Trinity Lutheran Church

Wednesday, March 23

Congenital Heart Disease
and Being Born from Above

Someone once asked Dr. Francis Collins, current science advisor to the President and former Director of the National Institutes of Health (NIH) and the Human Genome Project, “What will happen to religion if they find the ‘death gene ’ that may one day enable people to live forever?” Let me qualify this by saying that was the gist of the question, but it’s probably not verbatim.

Dr. Collins is a Christian and, of course, a medical doctor and scientist.  Here’s a rough approximation of his answer: “Finding such a gene is one thing.   Altering it to enable people to live forever is quite another thing,” the implication being that immortality would not be attainable.  Then he went on to say something more poignant, something like, “I’m not sure that I would want to live in a world where people live forever in their current state of sin.”  

Dr. Collin’s faith sometimes puts him in a quandary between what Scripture says and what science indicates, but in the second quote above he gets to the heart of the issue:   religion – specifically the Christian faith – is not about simply living forever and being free from the curse of death;  it is about redemption/forgiveness/a new way of living/and finally conquering death. None of these can really be separated from the other.

Congenital heart disease occurs in almost 1% of babies, 1/120 according to the Children’s Hospital of Philadelphia. This makes heart defects the most common birth defect. In most cases, the cause of these problems is unknown, and occasionally a genetic factor is suspected.   

Many of the forms of these heart defects involve holes in various chambers of the heart. Interestingly, the space between the two main arteries out of the heart, the pulmonary artery and the aorta, is actually open before birth. Typically, that opening closes soon after birth. In utero, this is not a problem because the child is receiving its oxygen supply through the blood from the placenta and his or her mother. But, once born, the child must rely upon the normal exchange of oxygen into the bloodstream from the lungs.

Congenital heart disease is another reminder that our world is less-than-perfect.  It’s interesting that God has permitted the world to be sustained in such a way that, at least temporarily, people live instead of dying. All of us, of course, have a congenital defect, which is why everyone (with the rare exception of a few in history) dies. Evidence of the death gene is everywhere we look. It primarily occurs in the form of hiding from God and trying to cover up our sin. When Adam and Eve were warned not to eat of one particular tree (remember, it was only one tree), they were told, “in the day that you eat of it you will surely die.” (Genesis 2:17b). When they first conceived of the idea of sin in their heart, their spirit died, and subsequently the same thing happened with all of their progeny. Hence the running from God and the fig leaf faith….

◆ **Information shown**:
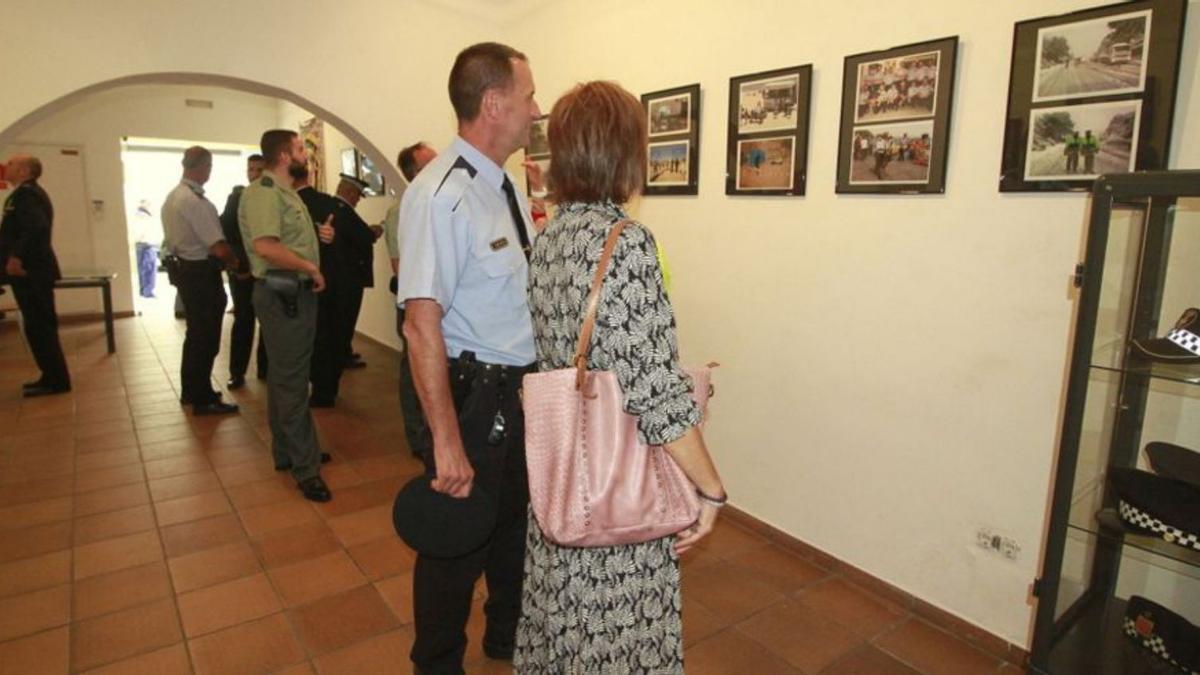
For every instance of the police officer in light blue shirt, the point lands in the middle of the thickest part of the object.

◆ **Problem requirements**:
Continue the devotional on congenital heart disease and being born from above, starting right after its final sentence.

◆ **Answer to this task**:
At the point of the conception of the original sin, Adam and Eve became zombies – spiritually dead and physically alive, for a time. Now everyone would live in the shadow of death.

So that they might see the severity of their sin and their preference for death, God let them witness the death of one of the animals they had named, whose skin they ended up wearing around them to at least temporarily cover their shame.  Their robes of righteousness, would be a divine design not a man-made machination. And many Christians remember the promise in Galatians, “For all of you who are baptized into Christ have clothed yourselves with Christ.” (Galatians 3:27)

God did not want to just cover up the problem of sin – no matter how beautiful the covering. He wanted to fix the problem from the inside out. When Jesus described the seriousness of this congenital defect, He certainly didn’t understate it: “Out of the heart come evil thoughts, murders, adulteries, fornication’s, thefts, false witness, slanders.” (Matthew 15:19)  It sounds like this is a very serious congenital heart defect.  No surgery or earthly genetic alteration could fix this. We might solve the death thing, but evil is still in the genes.

So Jesus came along and shared with an old man who was closer to death than to birth these words, “Truly, truly, I say unto you, unless one is born from above he cannot see the kingdom of God.” (John 3:5). Being born from water and the Spirit would fix the heart; it would be a new heavenly conception. The incarnation of Christ is unique and far superior to a human birth, but it is also a reminder that those who are given the gift of faith and are baptized have been “born from above.” Death is dead. And we show that in the way we live.

Prayer: Lord Jesus Christ, Lord of life, thank You for repairing our heart defect by removing our sin, robing us in Your righteousness, and conceiving a new eternal life in our heart. Enable us to reveal this repaired heart by our living hope, our love, and our obedience to faith revealed in the way we live among others. May they know that this new life is conceived by You and by Your grace.  In Your Name, Amen.